━━━ The records

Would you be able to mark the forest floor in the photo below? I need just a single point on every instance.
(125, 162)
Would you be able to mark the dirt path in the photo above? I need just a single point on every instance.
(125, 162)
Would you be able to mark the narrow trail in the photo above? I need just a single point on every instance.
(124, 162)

━━━━━━

**Task prompt**.
Write out exactly the lines from the one containing "Would you be able to mark the dirt" through the end of the data, both included. Add nothing else.

**Answer space**.
Would you be able to mark the dirt path in the photo above? I need just a single point on every instance.
(125, 162)
Would you be able to mark the narrow trail in the photo above? I need just a single point on every instance.
(124, 162)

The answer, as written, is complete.